*Given problem 1*.
In the production assistant account, answer each question below:
(a) Why did the writer lose the scheduled work on an episode of "CSI: Miami"?
(b) How much did the job pay per day?
(c) How long was the writer's commute to the set or location in each direction?
*Given problem 2*.
Which tasks does the production assistant account list in the point that begins "People count on you"? Name every one.
*Given problem 3*.
Extend the production assistant account past its final sentence about the young crew members.

Yeeeeeeeaaaaaaaahhh! I was scheduled to work on an episode of “CSI: Miami”…
Nooooooooooo! but was replaced last minute because I wasn’t in the local union. I learned there is a hole in the “Right to Work” state legislature that allows that.

What I liked:

  • The immense amount of freedom and responsibility. Everything is on a project by project basis. Freelance basically. You are responsible for getting your next gig set up, if you want to take off 2 months you can do that. You vacation whenever you want to. You are responsible for your career.
  • People count on you. I was driving around actors, picking up rental cars, delivering thousands of dollars of film, driving hundreds of miles to pick up one of a kind wardrobes, and a lot of people depended on me. I felt like I had a voice and I mattered.
  • No baby sitting. The deadlines were strict of course but you decided how exactly you wanted to tackle tasks. I answered to whoever I was around at the moment. Everyone trusts you. They give you orders, you find a way to do them. No corporate culture, no managers.
  • $200/day was nice :)
  • Different gig, different crew, different location every week. Nothing stayed the same. There was nothing to get bored of.
  • I had to be quick and on my feet, and I felt like I learned something new each gig.
  • Craft Services fed you throughout the whole day :).

What I hated:

  • Work in Central Florida was extremely sporadic. Sometimes I had work, most times I didn’t.
  • I couldn’t compete with already established crew without joining a union and paying dues which I couldn’t afford because work for me wasn’t stable.
  • You can’t get a part-time job AND work as a production assistant. You’d have to work for someone who was willing to give you a few weeks off every other month and those types of employers don’t exist.
  • There was a complete lack of emotional connection to the people I worked with. After every shoot, everything got torn down, actors left, crew split up and went their separate ways, everything disappeared as if it never happened. Because everything was so temporary, friendships never formed around the people you work with. The workoholic atmosphere combined with temporary freelance style careers meant that people didn’t want to care about you because they knew they’d probably never see you again. Yet on set there was an insane amount of family-like trust and bonding. I’m not against working my ass off but when there’s no social reward, it’s just not worth it.
  • No time for life. There were days when I’d work 16 hours on my feet without sitting down, my commute to the set/location was 1 hour in each direction, and I got 4 & 1/2 hours of sleep. It was crazy. You’d live on set, and after a month you’d feel mentally and physically worn out. Movies and games would get released and you wouldn’t even know it. It feels like a month of your life is gone. All talk and chatter on set was about previous gigs, gossip about gigs, and upcoming gigs. Young guys my age would talk about nothing but the “next gig”. I couldn’t even start up a conversation with them. My whole life, I was the one kid who didn’t “have a life”, suddenly I was surrounded by others who were worse off than I was.

*Supplied information*.

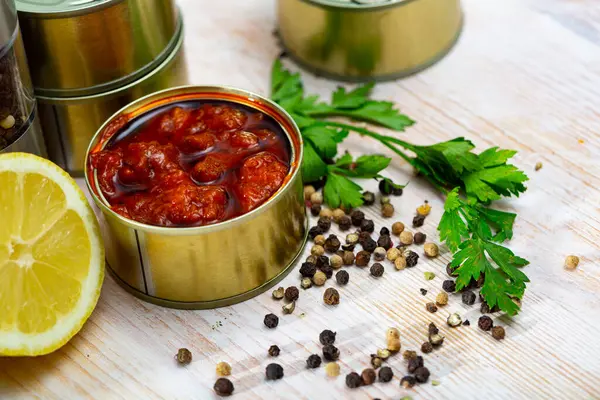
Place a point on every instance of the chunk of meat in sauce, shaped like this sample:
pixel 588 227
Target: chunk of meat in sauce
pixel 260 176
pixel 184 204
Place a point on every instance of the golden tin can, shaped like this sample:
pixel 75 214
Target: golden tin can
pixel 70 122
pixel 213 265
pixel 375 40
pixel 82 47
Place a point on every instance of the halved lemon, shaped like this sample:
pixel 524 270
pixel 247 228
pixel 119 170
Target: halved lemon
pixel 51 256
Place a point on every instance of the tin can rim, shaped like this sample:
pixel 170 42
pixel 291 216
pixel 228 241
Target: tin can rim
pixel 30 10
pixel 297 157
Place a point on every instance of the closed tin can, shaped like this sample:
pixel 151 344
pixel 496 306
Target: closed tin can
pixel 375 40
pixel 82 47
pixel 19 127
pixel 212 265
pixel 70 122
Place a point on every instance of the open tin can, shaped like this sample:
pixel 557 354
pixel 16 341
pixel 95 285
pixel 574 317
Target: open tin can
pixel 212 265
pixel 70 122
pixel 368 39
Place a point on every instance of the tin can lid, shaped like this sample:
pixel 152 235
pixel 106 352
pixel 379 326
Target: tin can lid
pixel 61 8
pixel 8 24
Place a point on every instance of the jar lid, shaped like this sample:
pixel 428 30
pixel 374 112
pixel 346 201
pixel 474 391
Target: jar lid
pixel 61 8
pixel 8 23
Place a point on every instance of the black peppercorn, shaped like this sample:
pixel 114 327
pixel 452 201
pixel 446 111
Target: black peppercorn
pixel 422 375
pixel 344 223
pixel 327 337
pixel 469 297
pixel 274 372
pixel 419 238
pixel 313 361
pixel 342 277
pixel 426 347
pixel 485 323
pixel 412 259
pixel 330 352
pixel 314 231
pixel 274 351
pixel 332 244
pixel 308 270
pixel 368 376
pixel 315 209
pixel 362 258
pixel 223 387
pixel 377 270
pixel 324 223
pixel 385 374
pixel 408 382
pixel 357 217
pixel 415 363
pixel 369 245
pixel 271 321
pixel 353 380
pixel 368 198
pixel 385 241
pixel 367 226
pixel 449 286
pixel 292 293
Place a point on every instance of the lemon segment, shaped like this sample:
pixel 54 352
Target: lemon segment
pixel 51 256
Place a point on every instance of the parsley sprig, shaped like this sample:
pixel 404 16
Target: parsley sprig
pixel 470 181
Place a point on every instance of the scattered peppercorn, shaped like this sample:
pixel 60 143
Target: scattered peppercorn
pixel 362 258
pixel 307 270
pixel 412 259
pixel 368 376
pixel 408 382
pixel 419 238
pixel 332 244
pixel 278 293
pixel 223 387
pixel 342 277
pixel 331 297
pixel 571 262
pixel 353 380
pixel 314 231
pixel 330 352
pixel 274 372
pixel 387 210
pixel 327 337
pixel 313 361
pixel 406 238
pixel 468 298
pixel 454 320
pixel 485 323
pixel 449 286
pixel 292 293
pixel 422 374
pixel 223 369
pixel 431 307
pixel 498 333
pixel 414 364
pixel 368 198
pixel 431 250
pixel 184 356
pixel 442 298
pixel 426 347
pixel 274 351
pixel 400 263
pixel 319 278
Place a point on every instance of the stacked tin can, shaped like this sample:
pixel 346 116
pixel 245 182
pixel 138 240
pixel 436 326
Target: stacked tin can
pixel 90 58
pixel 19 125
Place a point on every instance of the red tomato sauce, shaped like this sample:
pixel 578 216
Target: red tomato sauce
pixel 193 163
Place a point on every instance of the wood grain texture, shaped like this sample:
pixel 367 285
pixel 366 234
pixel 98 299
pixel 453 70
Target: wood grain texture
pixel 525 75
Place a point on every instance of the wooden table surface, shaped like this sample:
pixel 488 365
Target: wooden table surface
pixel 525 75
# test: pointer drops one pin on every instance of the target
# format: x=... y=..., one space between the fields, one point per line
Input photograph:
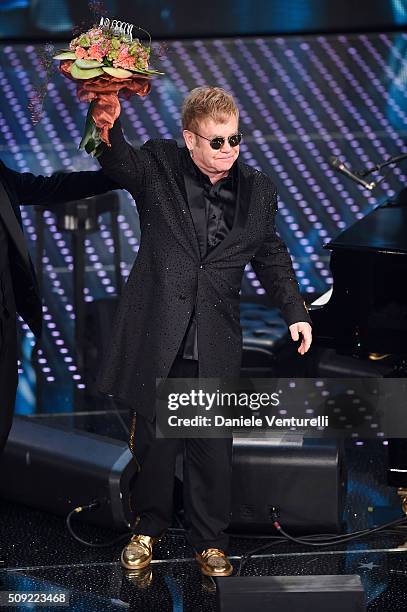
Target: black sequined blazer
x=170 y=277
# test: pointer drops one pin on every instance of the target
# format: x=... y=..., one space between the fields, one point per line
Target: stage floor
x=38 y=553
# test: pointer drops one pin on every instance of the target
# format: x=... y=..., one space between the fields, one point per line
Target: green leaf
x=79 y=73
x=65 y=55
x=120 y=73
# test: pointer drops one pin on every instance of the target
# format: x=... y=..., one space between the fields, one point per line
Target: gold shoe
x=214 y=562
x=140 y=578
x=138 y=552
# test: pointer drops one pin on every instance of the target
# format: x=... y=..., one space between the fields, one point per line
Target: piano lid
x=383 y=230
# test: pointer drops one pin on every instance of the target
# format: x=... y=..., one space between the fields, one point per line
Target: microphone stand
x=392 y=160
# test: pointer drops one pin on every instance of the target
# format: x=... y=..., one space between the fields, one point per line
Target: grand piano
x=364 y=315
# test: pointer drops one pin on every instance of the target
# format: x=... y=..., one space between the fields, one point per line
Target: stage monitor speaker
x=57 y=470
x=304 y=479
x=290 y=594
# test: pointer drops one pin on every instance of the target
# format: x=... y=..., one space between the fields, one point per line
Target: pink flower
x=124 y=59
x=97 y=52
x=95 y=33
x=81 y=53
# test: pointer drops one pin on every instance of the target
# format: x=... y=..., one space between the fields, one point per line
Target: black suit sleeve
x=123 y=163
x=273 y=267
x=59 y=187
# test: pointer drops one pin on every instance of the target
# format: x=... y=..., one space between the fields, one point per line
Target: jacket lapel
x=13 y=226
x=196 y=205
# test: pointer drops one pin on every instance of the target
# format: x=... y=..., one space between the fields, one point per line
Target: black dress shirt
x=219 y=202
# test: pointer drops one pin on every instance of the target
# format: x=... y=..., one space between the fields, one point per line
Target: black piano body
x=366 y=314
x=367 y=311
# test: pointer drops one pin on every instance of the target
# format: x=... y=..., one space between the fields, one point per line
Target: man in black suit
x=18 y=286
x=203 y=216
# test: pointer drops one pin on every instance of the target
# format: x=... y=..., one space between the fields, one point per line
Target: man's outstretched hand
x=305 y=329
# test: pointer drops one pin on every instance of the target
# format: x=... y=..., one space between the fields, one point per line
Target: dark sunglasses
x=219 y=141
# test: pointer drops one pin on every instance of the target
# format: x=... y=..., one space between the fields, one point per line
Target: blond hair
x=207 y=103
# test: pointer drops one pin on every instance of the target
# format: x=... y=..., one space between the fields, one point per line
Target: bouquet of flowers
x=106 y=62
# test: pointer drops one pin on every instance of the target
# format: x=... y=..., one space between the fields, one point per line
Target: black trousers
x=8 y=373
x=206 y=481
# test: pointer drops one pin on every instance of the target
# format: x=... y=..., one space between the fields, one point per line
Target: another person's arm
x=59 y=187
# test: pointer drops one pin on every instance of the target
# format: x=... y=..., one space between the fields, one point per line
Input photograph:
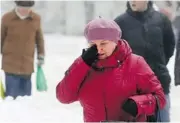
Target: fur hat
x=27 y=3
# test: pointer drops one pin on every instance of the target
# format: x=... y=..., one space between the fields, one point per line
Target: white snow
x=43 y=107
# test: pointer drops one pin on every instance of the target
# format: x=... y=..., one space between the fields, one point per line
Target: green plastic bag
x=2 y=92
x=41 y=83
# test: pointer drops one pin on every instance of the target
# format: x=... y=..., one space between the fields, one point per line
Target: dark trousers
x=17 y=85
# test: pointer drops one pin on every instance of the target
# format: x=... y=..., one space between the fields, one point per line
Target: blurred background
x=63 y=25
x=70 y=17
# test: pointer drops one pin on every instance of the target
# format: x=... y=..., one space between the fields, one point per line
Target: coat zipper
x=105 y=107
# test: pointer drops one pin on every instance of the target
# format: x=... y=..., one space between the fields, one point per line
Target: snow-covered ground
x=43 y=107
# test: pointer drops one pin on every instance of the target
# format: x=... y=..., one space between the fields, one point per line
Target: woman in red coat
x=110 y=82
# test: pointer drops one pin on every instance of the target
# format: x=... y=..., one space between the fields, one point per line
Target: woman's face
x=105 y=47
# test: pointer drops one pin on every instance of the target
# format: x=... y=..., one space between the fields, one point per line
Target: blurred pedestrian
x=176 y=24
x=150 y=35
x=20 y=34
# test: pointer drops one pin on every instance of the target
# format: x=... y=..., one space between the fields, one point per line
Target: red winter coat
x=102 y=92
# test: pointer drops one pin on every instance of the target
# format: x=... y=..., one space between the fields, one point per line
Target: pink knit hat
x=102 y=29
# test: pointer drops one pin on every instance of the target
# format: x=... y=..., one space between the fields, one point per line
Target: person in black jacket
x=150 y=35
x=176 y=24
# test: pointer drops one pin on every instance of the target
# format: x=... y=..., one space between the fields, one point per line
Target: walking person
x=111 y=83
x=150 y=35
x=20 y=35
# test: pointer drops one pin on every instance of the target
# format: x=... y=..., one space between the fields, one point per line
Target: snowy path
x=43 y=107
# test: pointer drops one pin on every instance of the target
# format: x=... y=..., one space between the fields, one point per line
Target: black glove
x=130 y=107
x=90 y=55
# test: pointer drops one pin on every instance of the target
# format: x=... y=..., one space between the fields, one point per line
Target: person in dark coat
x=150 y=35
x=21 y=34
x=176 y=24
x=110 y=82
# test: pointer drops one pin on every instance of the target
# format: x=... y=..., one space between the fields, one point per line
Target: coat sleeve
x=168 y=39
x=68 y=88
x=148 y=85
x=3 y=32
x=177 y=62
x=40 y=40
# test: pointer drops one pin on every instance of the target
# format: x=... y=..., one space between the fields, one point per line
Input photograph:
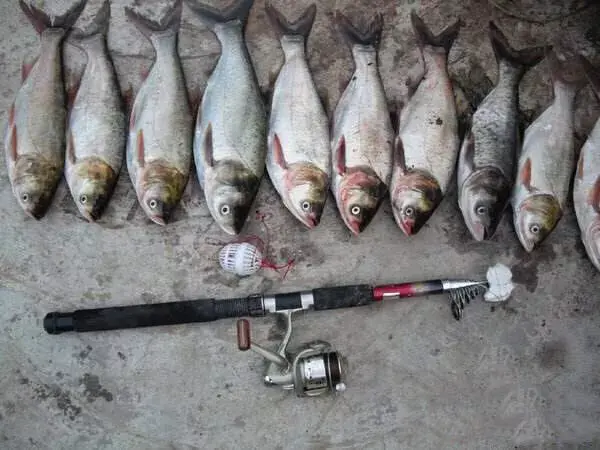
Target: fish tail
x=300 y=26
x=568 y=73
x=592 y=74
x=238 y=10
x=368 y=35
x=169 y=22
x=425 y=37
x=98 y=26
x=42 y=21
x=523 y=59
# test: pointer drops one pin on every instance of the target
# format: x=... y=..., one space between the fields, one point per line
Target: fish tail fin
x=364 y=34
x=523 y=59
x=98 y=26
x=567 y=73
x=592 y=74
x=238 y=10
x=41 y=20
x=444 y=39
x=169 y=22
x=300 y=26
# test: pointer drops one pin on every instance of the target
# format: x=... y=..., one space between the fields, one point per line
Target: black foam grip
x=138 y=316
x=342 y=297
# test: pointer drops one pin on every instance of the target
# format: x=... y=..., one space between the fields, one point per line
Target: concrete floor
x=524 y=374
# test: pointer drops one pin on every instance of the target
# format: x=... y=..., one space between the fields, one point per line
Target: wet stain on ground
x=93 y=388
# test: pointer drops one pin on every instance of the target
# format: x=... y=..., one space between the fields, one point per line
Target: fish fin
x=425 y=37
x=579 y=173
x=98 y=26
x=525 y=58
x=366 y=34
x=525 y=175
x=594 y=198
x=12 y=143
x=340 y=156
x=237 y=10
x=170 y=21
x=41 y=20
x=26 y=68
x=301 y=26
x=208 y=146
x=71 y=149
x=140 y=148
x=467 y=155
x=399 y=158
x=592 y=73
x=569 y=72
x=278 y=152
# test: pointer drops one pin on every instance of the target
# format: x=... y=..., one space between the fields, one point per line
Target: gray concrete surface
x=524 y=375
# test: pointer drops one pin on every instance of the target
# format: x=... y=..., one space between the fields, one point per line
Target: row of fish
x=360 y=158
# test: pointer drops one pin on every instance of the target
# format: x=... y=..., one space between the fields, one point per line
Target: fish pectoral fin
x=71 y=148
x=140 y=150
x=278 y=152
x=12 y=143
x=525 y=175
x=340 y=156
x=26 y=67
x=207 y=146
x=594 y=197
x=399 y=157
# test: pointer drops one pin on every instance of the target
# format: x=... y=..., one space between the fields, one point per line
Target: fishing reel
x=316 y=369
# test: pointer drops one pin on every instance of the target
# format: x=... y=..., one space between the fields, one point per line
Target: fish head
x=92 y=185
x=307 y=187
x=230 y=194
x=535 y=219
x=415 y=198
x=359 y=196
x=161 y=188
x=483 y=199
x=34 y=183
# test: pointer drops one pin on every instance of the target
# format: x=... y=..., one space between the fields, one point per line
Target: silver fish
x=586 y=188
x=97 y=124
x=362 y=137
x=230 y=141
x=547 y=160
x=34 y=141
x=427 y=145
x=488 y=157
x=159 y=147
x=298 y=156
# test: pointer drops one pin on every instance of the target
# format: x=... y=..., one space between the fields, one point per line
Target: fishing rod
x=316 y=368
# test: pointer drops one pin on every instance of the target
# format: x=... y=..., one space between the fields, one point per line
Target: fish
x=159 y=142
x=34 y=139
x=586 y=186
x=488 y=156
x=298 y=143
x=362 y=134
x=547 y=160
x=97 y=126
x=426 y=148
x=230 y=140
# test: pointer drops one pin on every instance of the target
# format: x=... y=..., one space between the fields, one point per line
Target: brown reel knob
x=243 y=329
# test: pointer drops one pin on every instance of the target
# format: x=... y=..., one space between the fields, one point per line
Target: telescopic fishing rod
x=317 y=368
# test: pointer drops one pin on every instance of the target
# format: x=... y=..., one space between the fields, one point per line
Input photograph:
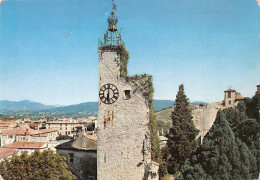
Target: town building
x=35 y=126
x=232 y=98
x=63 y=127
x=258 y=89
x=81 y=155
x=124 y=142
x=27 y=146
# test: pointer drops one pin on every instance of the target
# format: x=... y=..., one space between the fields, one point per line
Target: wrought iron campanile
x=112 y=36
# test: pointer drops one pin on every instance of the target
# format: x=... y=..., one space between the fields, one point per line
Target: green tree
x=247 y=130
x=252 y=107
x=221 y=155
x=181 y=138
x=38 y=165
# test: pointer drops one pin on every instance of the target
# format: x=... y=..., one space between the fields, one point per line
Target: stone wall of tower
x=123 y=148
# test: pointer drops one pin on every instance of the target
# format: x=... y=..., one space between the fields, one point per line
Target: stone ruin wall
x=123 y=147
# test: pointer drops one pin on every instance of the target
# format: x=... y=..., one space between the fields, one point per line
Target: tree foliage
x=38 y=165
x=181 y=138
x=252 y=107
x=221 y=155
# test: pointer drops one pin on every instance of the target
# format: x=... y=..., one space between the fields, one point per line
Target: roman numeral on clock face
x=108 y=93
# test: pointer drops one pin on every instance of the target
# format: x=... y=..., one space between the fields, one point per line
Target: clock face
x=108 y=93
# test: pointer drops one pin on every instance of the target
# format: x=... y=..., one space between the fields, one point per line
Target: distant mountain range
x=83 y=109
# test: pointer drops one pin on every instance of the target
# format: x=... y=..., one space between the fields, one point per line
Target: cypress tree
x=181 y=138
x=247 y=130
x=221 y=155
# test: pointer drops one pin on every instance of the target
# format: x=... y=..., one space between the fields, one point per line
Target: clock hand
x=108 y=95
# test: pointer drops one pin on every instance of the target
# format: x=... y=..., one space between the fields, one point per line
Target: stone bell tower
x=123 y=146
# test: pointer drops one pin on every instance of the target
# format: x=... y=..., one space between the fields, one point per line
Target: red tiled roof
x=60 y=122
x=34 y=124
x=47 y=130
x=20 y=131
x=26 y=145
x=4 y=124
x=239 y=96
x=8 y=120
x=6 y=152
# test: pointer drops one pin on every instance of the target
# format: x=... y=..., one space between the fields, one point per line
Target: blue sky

*Expected output 1*.
(a) The writer wasn't in the local union.
(b) $200 per day.
(c) 1 hour.

*Expected output 2*.
- Driving around actors
- Picking up rental cars
- Delivering thousands of dollars of film
- Driving hundreds of miles to pick up one-of-a-kind wardrobes

*Expected output 3*.
Why I Left the Entertainment Industry:

  • I had no future or job stability. I was one of the few young crew working at many of these gigs. The older crew would occasionally tell me how much they wished they worked at 9-5 jobs. My friend Ian (my age) despite having much better connections, took the hint and quit. He moved to Tampa and went to work for the Home Shopping Network which offered stable 9-5 work. I was about to replace him by starting work with the Art Department guys he recommended me to, when then they gathered up and told me something. “You’ll spend the first half of your life trying to get into this business and the last half trying to get out“. They all looked worn out as hell. I quit the entertainment industry and haven’t looked back since.
  • The industry itself is just set up in a way where its crews and film makers get treated like shit. It’s not anyone’s fault necessarily. It’s just the nature of the business. The way things work. The industry is very de-centralized, so information, talent, know-how, and methods of doing things are attached to people, not companies or patents. This means it scales up and down very well. But a stable job is out of the reach of many.
  • Everyone in the industry is a work-o-holic. I’ve never been on drugs but If I had to guess what a crack addiction was like I’d guess it’s something like working in the entertainment industry. You are over stimulated and constantly looking for your next high (gig). Friendships on set are shallow at best, even with people you’ve worked with for decades. You have no personal life, you live and breath on set, and you don’t realize you’re suffocating yourself until you too, look back decades later and wish you had a 9-5 job.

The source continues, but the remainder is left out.